_GIVEN REQUEST_: Count the lines in the records below that contain the string "twig", matching case exactly, and reply with only that number.
____________________
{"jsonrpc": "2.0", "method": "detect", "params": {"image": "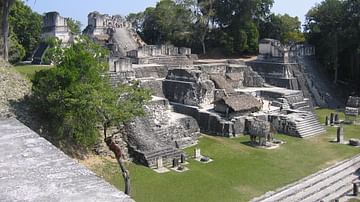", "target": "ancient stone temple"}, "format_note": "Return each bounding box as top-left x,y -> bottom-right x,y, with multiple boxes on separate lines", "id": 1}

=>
248,39 -> 320,107
32,12 -> 74,64
84,12 -> 325,168
83,12 -> 145,56
345,96 -> 360,122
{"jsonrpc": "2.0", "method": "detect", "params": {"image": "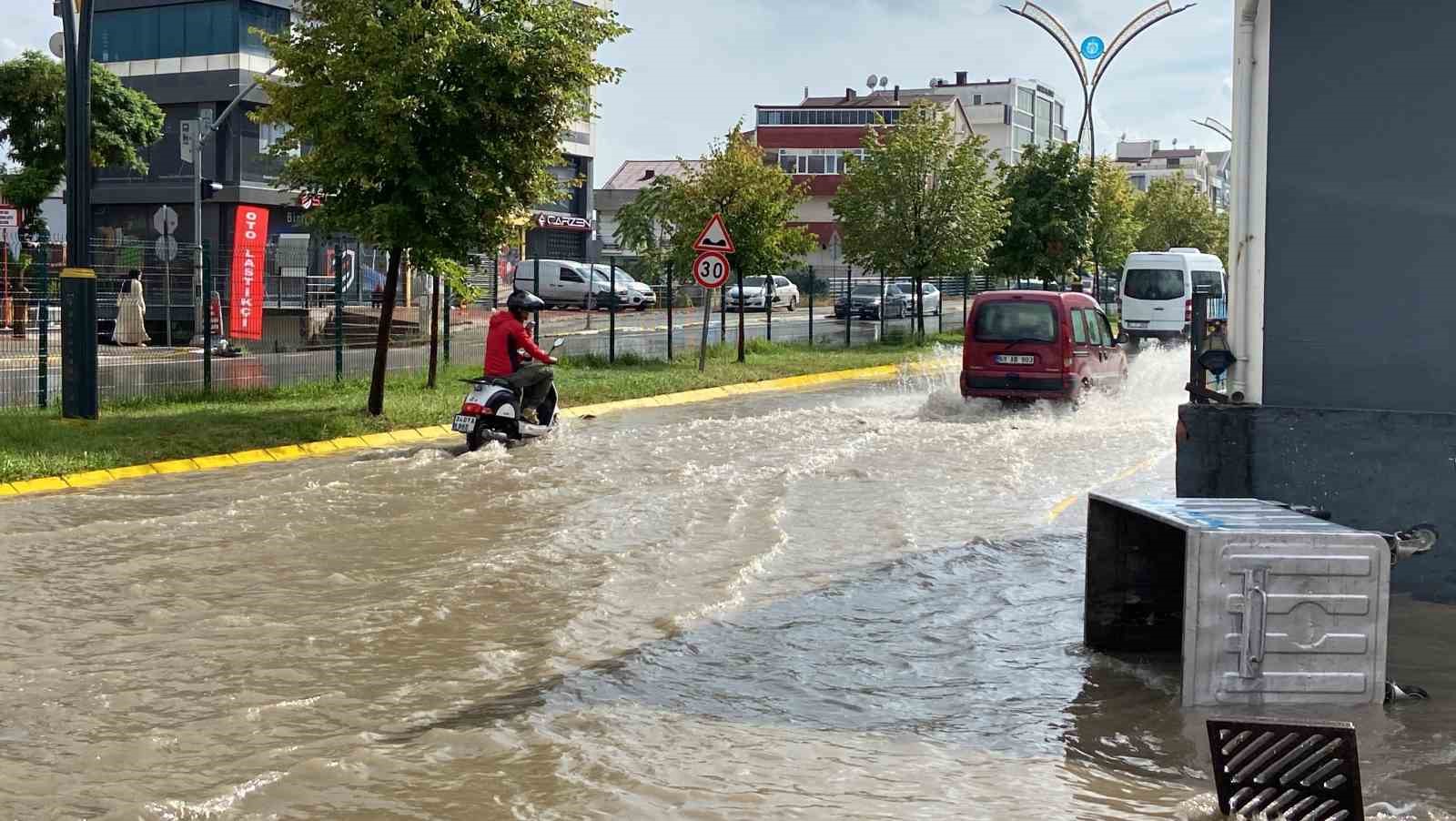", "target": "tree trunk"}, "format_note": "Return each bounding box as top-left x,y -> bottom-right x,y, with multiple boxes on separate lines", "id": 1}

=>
428,274 -> 440,390
369,245 -> 405,416
913,274 -> 925,342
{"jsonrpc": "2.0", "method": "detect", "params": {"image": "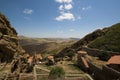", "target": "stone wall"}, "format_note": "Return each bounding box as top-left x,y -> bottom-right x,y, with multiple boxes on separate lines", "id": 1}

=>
87,61 -> 105,80
81,47 -> 120,57
102,65 -> 120,80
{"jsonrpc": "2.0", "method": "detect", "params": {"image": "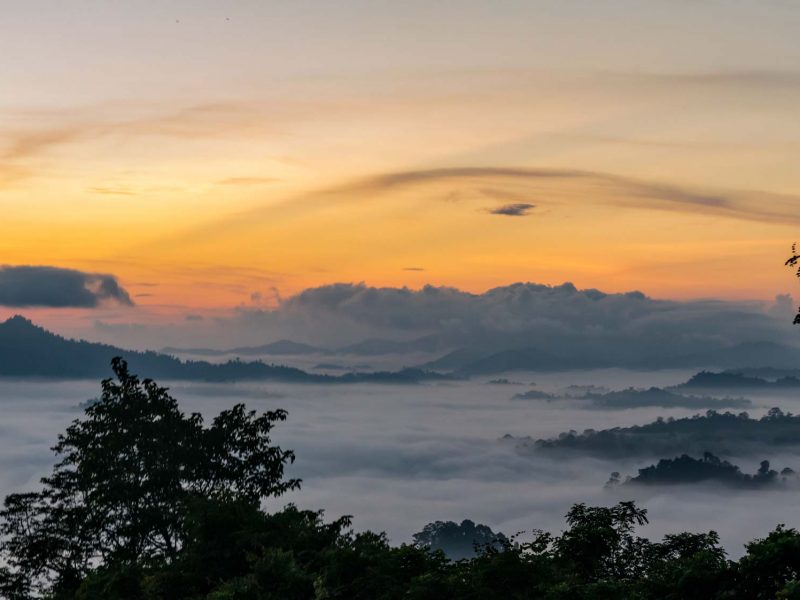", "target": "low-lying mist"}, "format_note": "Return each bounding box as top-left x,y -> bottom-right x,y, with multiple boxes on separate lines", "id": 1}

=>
0,370 -> 800,556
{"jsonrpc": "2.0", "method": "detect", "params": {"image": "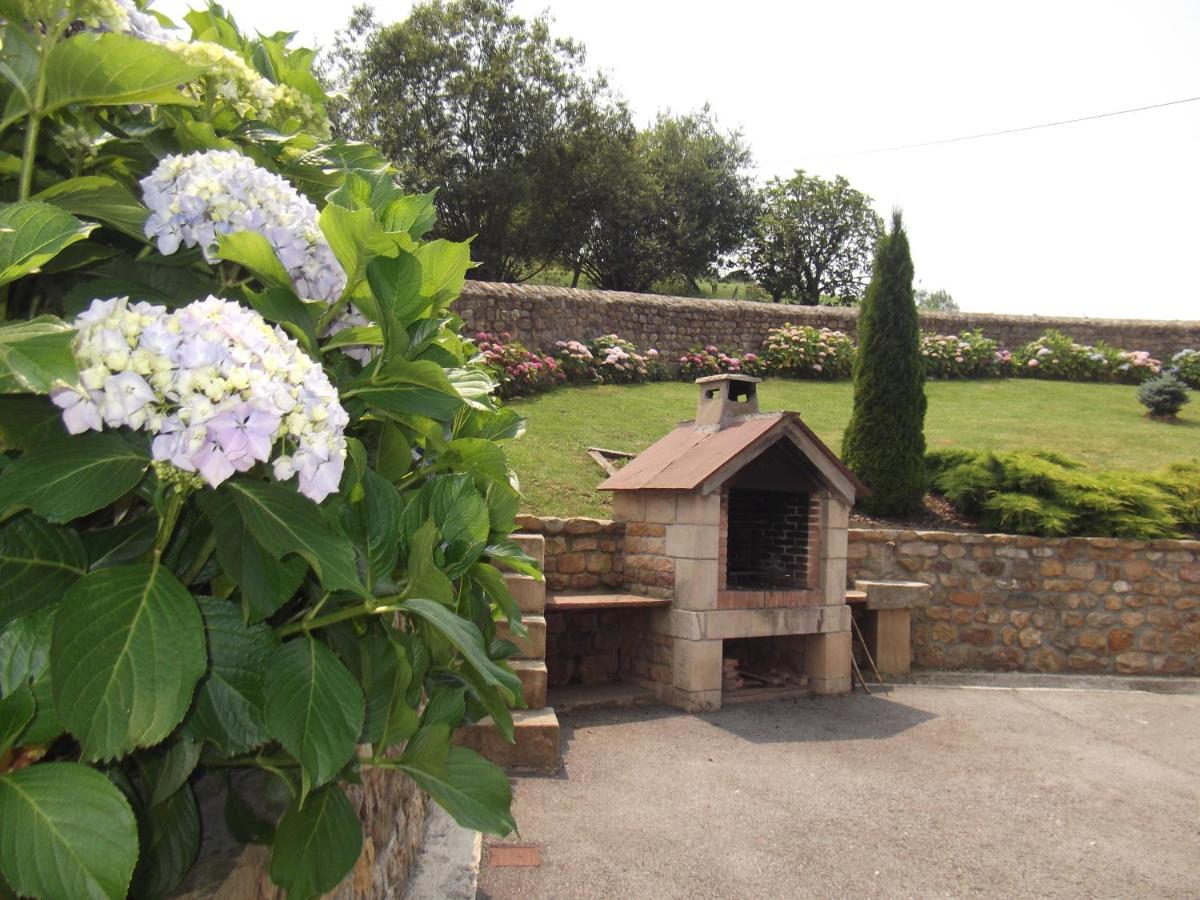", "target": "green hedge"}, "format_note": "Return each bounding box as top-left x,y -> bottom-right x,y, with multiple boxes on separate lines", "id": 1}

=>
925,450 -> 1200,539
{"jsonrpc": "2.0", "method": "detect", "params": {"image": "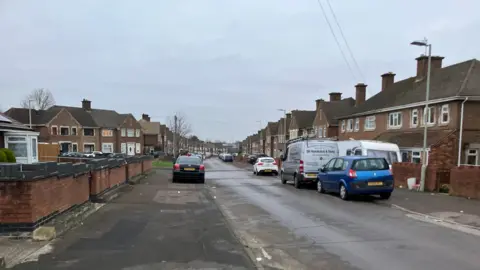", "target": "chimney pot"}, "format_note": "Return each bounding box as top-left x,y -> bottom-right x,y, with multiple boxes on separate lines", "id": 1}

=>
415,54 -> 445,79
355,83 -> 367,107
382,72 -> 396,91
82,98 -> 92,111
329,92 -> 342,101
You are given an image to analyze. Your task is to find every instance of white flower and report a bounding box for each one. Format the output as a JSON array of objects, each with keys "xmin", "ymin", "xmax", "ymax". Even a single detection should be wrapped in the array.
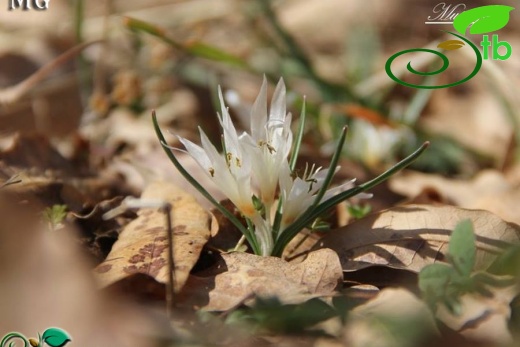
[
  {"xmin": 244, "ymin": 77, "xmax": 292, "ymax": 211},
  {"xmin": 280, "ymin": 165, "xmax": 371, "ymax": 230},
  {"xmin": 179, "ymin": 78, "xmax": 368, "ymax": 255},
  {"xmin": 178, "ymin": 88, "xmax": 256, "ymax": 218}
]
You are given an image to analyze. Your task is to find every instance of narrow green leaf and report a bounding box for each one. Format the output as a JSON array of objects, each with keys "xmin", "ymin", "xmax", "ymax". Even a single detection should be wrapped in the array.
[
  {"xmin": 271, "ymin": 142, "xmax": 430, "ymax": 257},
  {"xmin": 448, "ymin": 219, "xmax": 477, "ymax": 277},
  {"xmin": 42, "ymin": 328, "xmax": 72, "ymax": 347},
  {"xmin": 124, "ymin": 17, "xmax": 250, "ymax": 70},
  {"xmin": 152, "ymin": 111, "xmax": 261, "ymax": 254},
  {"xmin": 419, "ymin": 263, "xmax": 454, "ymax": 297},
  {"xmin": 453, "ymin": 5, "xmax": 514, "ymax": 35},
  {"xmin": 289, "ymin": 98, "xmax": 307, "ymax": 171}
]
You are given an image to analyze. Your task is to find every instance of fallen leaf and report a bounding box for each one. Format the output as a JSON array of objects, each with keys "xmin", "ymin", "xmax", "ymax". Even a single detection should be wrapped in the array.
[
  {"xmin": 0, "ymin": 194, "xmax": 164, "ymax": 347},
  {"xmin": 343, "ymin": 288, "xmax": 438, "ymax": 347},
  {"xmin": 317, "ymin": 205, "xmax": 520, "ymax": 272},
  {"xmin": 95, "ymin": 182, "xmax": 211, "ymax": 291},
  {"xmin": 436, "ymin": 285, "xmax": 518, "ymax": 345},
  {"xmin": 390, "ymin": 170, "xmax": 520, "ymax": 224},
  {"xmin": 181, "ymin": 249, "xmax": 343, "ymax": 311}
]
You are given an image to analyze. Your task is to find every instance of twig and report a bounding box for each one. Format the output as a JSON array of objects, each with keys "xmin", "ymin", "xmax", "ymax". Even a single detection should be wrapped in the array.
[{"xmin": 0, "ymin": 40, "xmax": 103, "ymax": 105}]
____________________
_OUTPUT FOR THIS EXERCISE_: 1